**PROVIDED TEXT:**
September 11, 2006

Crests a-quiver

The crowd breaks repeatedly into good-hearted applause and cheers, led in those cheers by a moustached man with a cordless mike on the road below us. He has a sonorous way of bellowing slogans at us from time to time, which of course we all bellow in turn. He periodically points to someone in the audience and urges that someone to yell, but with this curious rider: every time he points, he also runs his hand quickly over his chin, indicating a beard.

Unmistakably, he's signing: "You over there with the beard! Bellow up!"

But why does he single out guys with beards? I mean, considering this is Punjab, there are indeed plenty of people with beards around me. In fact, I would say the great majority of people around me -- leave out the women -- are bearded. (Many of them have turbans too). So of what use is it to indicate a beard as a marker, while picking someone out of a crowd?

Or does this guy think Sikhs don't bellow enough? Muslims don't bellow enough? Bearded men in general don't bellow enough?

***

A few young women walk out onto the road. Someone -- perhaps the man with the mike, I miss that part -- hands them long poles with flags fluttering from them. Two at a time, the girls line up at a short white line in the middle of the road, then set off at a run, heading straight for the setting sun that bathes us all in a golden light.

This is not a race, however. The crowd's applause swells as they reach the gate, perhaps 30 metres away, where they turn around and run back. Panting but ecstatic, they leap about joyously while the next pair gets ready for their run.

**WORK TO BE COMPLETED:** Please set down the whole "Crests a-quiver" piece above word for word, from its date line to its final sentence.

**DATA EXTRACT:**
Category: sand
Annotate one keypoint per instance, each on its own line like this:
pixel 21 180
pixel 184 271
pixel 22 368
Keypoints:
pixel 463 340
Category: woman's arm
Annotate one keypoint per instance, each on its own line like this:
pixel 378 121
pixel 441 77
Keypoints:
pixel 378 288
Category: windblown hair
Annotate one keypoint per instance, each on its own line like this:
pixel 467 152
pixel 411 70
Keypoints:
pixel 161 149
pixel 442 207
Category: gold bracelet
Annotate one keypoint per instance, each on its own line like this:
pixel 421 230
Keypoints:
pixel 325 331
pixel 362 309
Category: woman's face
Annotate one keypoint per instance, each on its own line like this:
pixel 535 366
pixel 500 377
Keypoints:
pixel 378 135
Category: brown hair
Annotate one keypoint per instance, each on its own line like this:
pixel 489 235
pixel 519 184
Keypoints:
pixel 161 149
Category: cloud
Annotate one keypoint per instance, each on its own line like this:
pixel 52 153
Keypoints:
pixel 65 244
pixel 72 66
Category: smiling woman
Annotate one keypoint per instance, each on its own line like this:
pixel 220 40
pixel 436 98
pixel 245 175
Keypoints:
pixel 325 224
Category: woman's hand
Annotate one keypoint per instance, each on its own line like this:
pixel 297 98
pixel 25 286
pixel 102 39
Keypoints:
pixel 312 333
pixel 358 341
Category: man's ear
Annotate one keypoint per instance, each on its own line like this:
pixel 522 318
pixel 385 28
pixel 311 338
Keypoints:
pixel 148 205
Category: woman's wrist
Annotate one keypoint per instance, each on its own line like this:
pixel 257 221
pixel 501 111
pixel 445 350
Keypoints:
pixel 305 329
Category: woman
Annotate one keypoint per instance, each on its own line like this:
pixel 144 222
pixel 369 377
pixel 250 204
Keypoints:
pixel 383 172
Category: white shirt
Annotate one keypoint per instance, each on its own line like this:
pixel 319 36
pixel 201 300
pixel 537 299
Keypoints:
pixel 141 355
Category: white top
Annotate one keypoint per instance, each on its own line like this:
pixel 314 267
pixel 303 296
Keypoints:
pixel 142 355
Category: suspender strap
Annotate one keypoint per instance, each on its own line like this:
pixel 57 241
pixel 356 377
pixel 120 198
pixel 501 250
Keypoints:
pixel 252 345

**RESULT OF THE TASK:**
September 11, 2006

Crests a-quiver

The crowd breaks repeatedly into good-hearted applause and cheers, led in those cheers by a moustached man with a cordless mike on the road below us. He has a sonorous way of bellowing slogans at us from time to time, which of course we all bellow in turn. He periodically points to someone in the audience and urges that someone to yell, but with this curious rider: every time he points, he also runs his hand quickly over his chin, indicating a beard.

Unmistakably, he's signing: "You over there with the beard! Bellow up!"

But why does he single out guys with beards? I mean, considering this is Punjab, there are indeed plenty of people with beards around me. In fact, I would say the great majority of people around me -- leave out the women -- are bearded. (Many of them have turbans too). So of what use is it to indicate a beard as a marker, while picking someone out of a crowd?

Or does this guy think Sikhs don't bellow enough? Muslims don't bellow enough? Bearded men in general don't bellow enough?

***

A few young women walk out onto the road. Someone -- perhaps the man with the mike, I miss that part -- hands them long poles with flags fluttering from them. Two at a time, the girls line up at a short white line in the middle of the road, then set off at a run, heading straight for the setting sun that bathes us all in a golden light.

This is not a race, however. The crowd's applause swells as they reach the gate, perhaps 30 metres away, where they turn around and run back. Panting but ecstatic, they leap about joyously while the next pair gets ready for their run.